# REQUISITOS DEL EJERCICIO:
(1) Según el texto sobre la validez constitucional de las leyes, ¿quién presidía la Suprema Corte cuando se dictó la sentencia del caso "Marbury versus Madison"?
(2) Prosiga el texto sobre la validez constitucional de las leyes a partir de su última oración.

# TEXTO DE LECTURA:
• • • •
Como no es de extrañar, fue ese nuevo experimento, que sería llamado “Estados Unidos de América”, el país en el mundo que, por primera vez, sentó la doctrina de que la validez de las leyes y de los actos del Poder Ejecutivo depende de que no transgredan las normas de la Constitución. Fue en una sentencia, hoy famosa, del caso “Marbury versus Madison” en la que el presidente de la Suprema Corte, John Marshall, con una lógica impecable dejó para la posteridad la idea de que, indiscutiblemente, de suscitarse una cuestión sobre la validez de una ley corresponde a la Suprema Corte decidirla.
Estos acontecimientos ocurrieron en 1803 y de ahí en adelante, uno de los elementos medulares del ideal del Estado de derecho es, precisamente, que un tribunal independiente tenga la potestad de decidir cuáles son los límites de la validez constitucional de las leyes y de los actos de gobierno.
• • • •
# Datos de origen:
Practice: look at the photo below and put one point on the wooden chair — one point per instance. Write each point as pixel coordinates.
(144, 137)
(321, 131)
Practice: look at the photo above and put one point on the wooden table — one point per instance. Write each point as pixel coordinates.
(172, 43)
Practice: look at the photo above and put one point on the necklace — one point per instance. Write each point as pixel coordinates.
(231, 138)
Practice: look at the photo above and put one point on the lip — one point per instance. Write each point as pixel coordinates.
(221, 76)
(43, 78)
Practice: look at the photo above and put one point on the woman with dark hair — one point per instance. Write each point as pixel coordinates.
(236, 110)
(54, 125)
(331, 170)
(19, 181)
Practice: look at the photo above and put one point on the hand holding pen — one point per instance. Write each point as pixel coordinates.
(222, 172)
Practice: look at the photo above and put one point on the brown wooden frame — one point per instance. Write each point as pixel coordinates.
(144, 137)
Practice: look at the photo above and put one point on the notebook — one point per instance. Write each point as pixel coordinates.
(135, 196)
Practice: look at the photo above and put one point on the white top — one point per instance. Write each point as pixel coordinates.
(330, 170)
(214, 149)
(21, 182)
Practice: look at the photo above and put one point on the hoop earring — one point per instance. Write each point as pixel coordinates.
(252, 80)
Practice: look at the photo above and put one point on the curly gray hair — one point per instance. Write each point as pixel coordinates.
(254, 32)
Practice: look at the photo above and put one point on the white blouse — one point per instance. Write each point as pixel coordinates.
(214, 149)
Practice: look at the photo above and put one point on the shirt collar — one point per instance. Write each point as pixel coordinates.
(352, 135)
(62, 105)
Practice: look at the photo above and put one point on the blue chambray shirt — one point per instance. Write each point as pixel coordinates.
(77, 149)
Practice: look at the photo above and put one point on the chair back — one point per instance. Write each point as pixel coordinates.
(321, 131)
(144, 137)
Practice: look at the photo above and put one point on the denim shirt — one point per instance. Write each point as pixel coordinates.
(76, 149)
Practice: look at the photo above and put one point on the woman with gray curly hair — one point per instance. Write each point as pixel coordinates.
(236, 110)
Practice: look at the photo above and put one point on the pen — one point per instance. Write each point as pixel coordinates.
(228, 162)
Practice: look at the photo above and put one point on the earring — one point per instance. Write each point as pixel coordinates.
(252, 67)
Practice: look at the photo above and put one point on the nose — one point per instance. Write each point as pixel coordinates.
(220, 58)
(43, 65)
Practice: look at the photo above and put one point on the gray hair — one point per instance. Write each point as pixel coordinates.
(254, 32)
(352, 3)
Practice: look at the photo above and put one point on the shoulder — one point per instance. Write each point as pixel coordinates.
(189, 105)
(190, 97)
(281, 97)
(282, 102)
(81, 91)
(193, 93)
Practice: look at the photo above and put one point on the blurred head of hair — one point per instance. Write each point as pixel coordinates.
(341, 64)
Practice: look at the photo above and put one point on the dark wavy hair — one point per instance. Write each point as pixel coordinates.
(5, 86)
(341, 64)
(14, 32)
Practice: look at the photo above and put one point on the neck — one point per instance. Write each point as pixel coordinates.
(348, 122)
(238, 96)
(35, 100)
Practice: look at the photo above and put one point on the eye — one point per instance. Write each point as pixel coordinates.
• • • •
# RESULTADOS POR TAREA:
(1) John Marshall.

(2)
Una de las técnicas más importantes para conseguir el éxito de este ideal ha sido la cuidadosa selección de quienes hayan de integrar ese tribunal. Sin embargo, como es de esperar, no hay sistema perfecto y, así, no hay jurisdicción en la tierra, que cuente con un tribunal con la potestad de invalidar o declarar inconstitucionales los actos del gobierno o de la legislatura, en el que no haya habido crisis constitucionales. En los propios Estados Unidos de América las ha habido y, creo yo, las intenciones anunciadas por el presidente Biden de aumentar el número de magistrados de la Suprema Corte y de revisar el plazo de sus funciones, puede considerarse una crisis constitucional.
Pero, según veo yo las cosas, hay dos tipos de culturas cívicas ante este tipo de crisis. Las que yo llamaría “de legalidad” que, llegado el punto de tensión extrema, sostienen la autoridad y prevalencia del tribunal constitucional –como sea que se llame—y aquellas que, por el contrario, sacrifican la legalidad y yo llamaría “de arbitrariedad”. El poder fuera de la ley, siempre, es arbitrario porque depende del arbitrio de quienes detenten el poder de facto.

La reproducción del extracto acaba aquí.